§ **ЗАДАНИЕ A**:
Верните без изменений строки листинга с самого его начала до строки с «[[87, 145]]» включительно.

##### ФРАГМЕНТ ДОКУМЕНТА #####

Согласитесь, непросто путешествовать во сне. Однако порой и здесь мы наталкивались на совершенно неожиданные результаты. Помню, как в лощине я остановился у древней хаты. Столь, казалось, старой, будто глиной ее обмазывали еще во времена, когда здесь по белгородской черте стали селиться запорожские казаки, разбитые под Берестечком. Хата слабо держалась на краешке вечости. Серая соломенная крыша растрепалась и была укреплена по бокам где куском железа, где рубероида. В запущенном саду бесцельно лежали предметы и тряпки, собака сильно злилась на цепи, около забора пугался то ли собаки, то ли меня котенок. Я постучал. Ответа не было. Заглянул в сени, увидел множество банок, которыми сплошь уставлен был пол. Нащупал внутреннюю дверь, подергал. Никто не отозвался. Я отворил. Изображение сразу стало черно-белым: в тусклом свете, сочившемся из окошка, я увидел разобранную грязную кровать, стол, заваленный хламом. На стене висело несколько фотографий. Обращал на себя внимание портрет красноармейца в буденовке времен Гражданской войны.
«Копенкин?» – сразу подумал я.

#####

§ **ЗАДАНИЕ B**:
Перепечатайте отрывок о старой хате целиком и без изменений.

##### ИЗВЛЕЧЕННЫЙ ЛИСТИНГ #####

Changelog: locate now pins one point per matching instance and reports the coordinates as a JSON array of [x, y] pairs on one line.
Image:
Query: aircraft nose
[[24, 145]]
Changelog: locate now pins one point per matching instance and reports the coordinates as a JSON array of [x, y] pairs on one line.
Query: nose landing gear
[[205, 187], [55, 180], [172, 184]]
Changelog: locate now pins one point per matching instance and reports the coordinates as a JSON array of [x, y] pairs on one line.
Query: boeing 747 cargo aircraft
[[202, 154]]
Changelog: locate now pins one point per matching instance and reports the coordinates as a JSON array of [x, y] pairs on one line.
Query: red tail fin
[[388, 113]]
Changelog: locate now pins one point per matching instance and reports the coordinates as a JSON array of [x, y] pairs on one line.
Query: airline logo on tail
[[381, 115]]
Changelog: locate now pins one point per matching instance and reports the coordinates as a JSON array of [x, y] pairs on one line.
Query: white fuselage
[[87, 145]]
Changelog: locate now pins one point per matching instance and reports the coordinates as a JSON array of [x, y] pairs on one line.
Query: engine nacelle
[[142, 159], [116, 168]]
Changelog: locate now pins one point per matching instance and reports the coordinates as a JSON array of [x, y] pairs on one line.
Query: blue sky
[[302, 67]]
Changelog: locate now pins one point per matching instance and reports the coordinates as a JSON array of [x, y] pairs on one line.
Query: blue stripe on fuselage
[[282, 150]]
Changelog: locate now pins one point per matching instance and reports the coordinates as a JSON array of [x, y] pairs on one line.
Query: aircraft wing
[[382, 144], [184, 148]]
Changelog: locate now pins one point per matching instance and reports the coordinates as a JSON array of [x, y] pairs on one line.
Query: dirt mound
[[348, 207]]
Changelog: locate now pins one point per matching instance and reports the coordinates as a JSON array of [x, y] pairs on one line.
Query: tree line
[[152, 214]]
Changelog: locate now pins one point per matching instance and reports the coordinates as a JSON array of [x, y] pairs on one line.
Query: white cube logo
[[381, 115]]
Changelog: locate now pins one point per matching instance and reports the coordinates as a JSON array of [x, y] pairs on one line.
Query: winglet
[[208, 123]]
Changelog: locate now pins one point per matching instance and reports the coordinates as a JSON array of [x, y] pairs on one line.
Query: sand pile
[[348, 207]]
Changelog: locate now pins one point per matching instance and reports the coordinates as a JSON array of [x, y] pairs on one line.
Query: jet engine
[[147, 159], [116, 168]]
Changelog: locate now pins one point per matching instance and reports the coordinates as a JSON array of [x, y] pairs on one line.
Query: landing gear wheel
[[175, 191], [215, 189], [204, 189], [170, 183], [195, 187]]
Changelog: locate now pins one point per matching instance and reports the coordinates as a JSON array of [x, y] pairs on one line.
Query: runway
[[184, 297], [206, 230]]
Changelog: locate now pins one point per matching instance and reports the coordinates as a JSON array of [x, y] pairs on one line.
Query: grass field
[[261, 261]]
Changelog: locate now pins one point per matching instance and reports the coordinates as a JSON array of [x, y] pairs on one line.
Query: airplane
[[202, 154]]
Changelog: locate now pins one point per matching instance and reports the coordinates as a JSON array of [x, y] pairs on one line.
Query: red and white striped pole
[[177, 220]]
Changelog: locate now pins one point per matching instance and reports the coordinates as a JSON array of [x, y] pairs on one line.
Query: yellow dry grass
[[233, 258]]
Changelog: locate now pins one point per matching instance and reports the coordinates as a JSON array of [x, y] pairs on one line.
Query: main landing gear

#####

§ **ПРАВИЛЬНЫЙ ОТВЕТ A**:
Changelog: locate now pins one point per matching instance and reports the coordinates as a JSON array of [x, y] pairs on one line.
Image:
Query: aircraft nose
[[24, 145]]
Changelog: locate now pins one point per matching instance and reports the coordinates as a JSON array of [x, y] pairs on one line.
Query: nose landing gear
[[205, 187], [55, 180], [172, 184]]
Changelog: locate now pins one point per matching instance and reports the coordinates as a JSON array of [x, y] pairs on one line.
Query: boeing 747 cargo aircraft
[[202, 154]]
Changelog: locate now pins one point per matching instance and reports the coordinates as a JSON array of [x, y] pairs on one line.
Query: red tail fin
[[388, 113]]
Changelog: locate now pins one point per matching instance and reports the coordinates as a JSON array of [x, y] pairs on one line.
Query: airline logo on tail
[[381, 115]]
Changelog: locate now pins one point per matching instance and reports the coordinates as a JSON array of [x, y] pairs on one line.
Query: white fuselage
[[87, 145]]

§ **ПРАВИЛЬНЫЙ ОТВЕТ B**:
Согласитесь, непросто путешествовать во сне. Однако порой и здесь мы наталкивались на совершенно неожиданные результаты. Помню, как в лощине я остановился у древней хаты. Столь, казалось, старой, будто глиной ее обмазывали еще во времена, когда здесь по белгородской черте стали селиться запорожские казаки, разбитые под Берестечком. Хата слабо держалась на краешке вечости. Серая соломенная крыша растрепалась и была укреплена по бокам где куском железа, где рубероида. В запущенном саду бесцельно лежали предметы и тряпки, собака сильно злилась на цепи, около забора пугался то ли собаки, то ли меня котенок. Я постучал. Ответа не было. Заглянул в сени, увидел множество банок, которыми сплошь уставлен был пол. Нащупал внутреннюю дверь, подергал. Никто не отозвался. Я отворил. Изображение сразу стало черно-белым: в тусклом свете, сочившемся из окошка, я увидел разобранную грязную кровать, стол, заваленный хламом. На стене висело несколько фотографий. Обращал на себя внимание портрет красноармейца в буденовке времен Гражданской войны.
«Копенкин?» – сразу подумал я.